▸ **WHAT YOU ARE ASKED TO DO**
Copy out only the records between the lines holding "Target: litter bin" and "176), (124, 178)]", inclusive, substituting "traffic bollard" for "bollard" and leaving all else unchanged.

▸ **DATA ROWS**
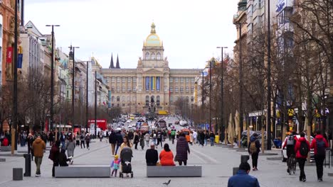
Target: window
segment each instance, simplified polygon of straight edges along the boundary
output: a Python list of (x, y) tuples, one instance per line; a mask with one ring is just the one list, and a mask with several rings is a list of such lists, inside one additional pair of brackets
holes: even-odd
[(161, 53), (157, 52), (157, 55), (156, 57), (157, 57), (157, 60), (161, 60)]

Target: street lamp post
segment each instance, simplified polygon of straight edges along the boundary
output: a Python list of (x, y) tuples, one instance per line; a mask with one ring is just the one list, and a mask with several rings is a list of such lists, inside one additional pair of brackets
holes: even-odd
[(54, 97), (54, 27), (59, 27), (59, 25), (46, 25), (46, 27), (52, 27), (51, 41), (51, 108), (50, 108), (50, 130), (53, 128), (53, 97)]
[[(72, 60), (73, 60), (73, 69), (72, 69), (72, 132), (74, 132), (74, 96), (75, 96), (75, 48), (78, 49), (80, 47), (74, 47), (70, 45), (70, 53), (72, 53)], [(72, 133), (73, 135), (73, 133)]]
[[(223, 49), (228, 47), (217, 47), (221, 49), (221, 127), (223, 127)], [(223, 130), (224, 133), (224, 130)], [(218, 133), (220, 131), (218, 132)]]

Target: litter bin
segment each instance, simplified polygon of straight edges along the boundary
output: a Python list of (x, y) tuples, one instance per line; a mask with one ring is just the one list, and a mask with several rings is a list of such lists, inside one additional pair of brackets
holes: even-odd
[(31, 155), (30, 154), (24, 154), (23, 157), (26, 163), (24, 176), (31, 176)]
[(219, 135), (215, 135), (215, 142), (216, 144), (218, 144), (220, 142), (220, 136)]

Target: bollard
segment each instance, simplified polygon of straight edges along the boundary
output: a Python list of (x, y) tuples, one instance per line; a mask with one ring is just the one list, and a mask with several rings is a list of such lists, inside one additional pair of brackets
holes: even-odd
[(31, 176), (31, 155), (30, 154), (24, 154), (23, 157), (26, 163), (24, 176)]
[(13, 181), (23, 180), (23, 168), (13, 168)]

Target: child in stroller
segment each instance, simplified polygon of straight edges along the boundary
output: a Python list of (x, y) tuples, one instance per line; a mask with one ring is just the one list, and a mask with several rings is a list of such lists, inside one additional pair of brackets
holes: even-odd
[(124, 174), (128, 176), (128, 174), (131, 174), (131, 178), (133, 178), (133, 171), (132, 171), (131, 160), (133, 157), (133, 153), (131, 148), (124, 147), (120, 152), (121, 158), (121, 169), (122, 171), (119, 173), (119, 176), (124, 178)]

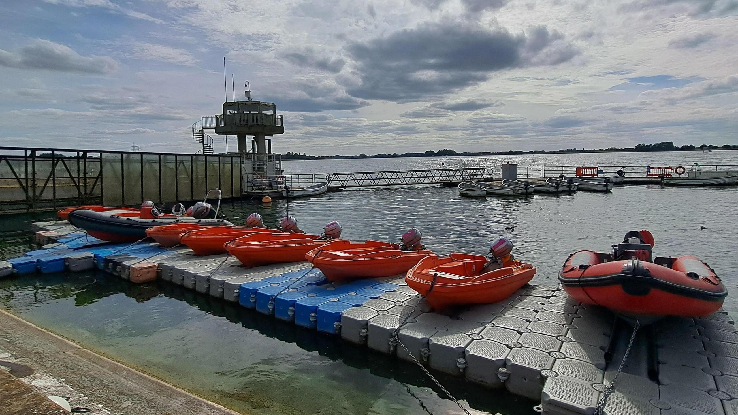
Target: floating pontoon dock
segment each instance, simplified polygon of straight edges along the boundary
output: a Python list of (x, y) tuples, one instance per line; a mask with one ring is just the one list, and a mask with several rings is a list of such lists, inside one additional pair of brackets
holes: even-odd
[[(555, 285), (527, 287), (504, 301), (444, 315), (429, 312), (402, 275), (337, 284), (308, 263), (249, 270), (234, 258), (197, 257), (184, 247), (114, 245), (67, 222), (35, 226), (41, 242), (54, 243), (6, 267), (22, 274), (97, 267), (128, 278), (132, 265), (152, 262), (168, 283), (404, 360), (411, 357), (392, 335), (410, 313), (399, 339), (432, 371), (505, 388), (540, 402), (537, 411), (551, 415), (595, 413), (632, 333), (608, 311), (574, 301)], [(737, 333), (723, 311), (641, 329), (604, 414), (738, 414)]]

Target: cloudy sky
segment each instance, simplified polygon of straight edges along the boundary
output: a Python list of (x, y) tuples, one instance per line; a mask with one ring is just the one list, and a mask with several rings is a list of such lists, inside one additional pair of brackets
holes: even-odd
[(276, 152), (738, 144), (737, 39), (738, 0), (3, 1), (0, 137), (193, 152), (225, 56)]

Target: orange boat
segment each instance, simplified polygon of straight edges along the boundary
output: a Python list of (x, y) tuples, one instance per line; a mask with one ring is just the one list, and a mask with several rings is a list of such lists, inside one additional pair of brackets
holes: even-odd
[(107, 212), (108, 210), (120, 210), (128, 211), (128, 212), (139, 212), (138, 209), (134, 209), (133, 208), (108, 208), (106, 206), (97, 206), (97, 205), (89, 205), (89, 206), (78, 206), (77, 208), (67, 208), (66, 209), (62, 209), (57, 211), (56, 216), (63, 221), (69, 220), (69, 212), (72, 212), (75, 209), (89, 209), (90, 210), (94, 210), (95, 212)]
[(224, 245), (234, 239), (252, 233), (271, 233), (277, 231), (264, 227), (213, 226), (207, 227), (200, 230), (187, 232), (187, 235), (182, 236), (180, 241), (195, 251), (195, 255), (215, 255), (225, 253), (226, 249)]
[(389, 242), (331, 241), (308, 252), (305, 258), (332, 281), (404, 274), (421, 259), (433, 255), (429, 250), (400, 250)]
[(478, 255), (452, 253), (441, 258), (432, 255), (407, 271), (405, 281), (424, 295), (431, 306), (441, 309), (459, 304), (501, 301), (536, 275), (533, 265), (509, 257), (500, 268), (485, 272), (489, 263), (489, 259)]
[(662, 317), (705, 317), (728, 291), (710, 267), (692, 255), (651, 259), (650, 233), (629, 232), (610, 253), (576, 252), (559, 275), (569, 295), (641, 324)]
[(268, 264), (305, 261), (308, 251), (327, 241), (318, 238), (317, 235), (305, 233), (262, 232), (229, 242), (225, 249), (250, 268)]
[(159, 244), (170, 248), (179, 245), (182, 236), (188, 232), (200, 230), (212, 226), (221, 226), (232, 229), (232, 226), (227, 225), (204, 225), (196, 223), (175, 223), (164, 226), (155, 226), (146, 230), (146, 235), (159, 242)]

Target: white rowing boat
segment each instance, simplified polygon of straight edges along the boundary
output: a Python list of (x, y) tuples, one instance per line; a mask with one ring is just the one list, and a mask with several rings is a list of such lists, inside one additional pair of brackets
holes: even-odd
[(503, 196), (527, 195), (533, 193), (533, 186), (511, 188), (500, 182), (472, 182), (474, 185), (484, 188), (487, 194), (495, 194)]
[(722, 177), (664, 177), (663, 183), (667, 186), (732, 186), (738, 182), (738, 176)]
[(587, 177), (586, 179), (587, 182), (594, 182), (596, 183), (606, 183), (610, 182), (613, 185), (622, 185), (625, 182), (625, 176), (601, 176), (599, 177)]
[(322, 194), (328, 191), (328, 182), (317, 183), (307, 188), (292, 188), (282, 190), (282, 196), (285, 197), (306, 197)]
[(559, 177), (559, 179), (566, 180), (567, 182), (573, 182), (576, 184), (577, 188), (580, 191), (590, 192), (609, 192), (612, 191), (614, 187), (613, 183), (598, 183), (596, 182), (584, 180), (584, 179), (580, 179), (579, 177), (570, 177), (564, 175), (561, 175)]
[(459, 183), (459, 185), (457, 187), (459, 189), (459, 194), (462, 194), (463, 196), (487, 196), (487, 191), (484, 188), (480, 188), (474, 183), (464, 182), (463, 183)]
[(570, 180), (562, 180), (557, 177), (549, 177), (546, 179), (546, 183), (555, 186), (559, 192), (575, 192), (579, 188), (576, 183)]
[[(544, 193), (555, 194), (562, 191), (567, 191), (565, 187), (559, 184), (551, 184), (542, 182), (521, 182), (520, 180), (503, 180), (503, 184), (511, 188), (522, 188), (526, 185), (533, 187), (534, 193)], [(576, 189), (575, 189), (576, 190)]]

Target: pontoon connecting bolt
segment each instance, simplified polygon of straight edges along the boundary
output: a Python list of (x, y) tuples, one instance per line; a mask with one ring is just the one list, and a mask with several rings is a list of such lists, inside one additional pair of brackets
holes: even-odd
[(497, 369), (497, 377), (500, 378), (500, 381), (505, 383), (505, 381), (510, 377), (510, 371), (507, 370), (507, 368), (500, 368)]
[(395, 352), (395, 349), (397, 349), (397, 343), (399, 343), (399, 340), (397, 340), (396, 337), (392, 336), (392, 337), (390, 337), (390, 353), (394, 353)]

▸ **THE SOLUTION**
Target: litter bin
segment each instance, simplified polygon of straight edges along the boundary
output: a Python list of (x, y) tuples, one instance per line; a mask with one ring is just the one list, and a mask with several rings is a list of such lists, inside one additional pair of brackets
holes: even-odd
[(31, 155), (30, 154), (24, 154), (23, 157), (26, 163), (24, 176), (31, 176)]
[(219, 135), (215, 135), (215, 142), (216, 144), (218, 144), (220, 142), (220, 136)]

Target: traffic bollard
segment each instance, simplified polygon of straight edges along the boundary
output: a Python list of (x, y) tuples, one instance per line; a mask with one ring is just the one list, and a mask with several rings is a list of such lists, inside one additional pair of brackets
holes: even-odd
[(31, 176), (31, 155), (30, 154), (24, 154), (23, 157), (26, 163), (24, 176)]
[(13, 181), (23, 180), (23, 168), (13, 168)]

Target: child in stroller
segment each instance, simplified polygon of straight edges along the boundary
output: a Python list of (x, y) tuples, one instance per line; a mask with one ring is just the one list, and a mask with several rings is a list of such lists, inside one additional pair of brackets
holes: even-odd
[(124, 174), (128, 176), (128, 174), (131, 174), (131, 178), (133, 178), (133, 171), (132, 171), (131, 160), (133, 157), (133, 153), (131, 148), (124, 147), (120, 152), (121, 158), (121, 169), (122, 171), (119, 173), (119, 176), (124, 178)]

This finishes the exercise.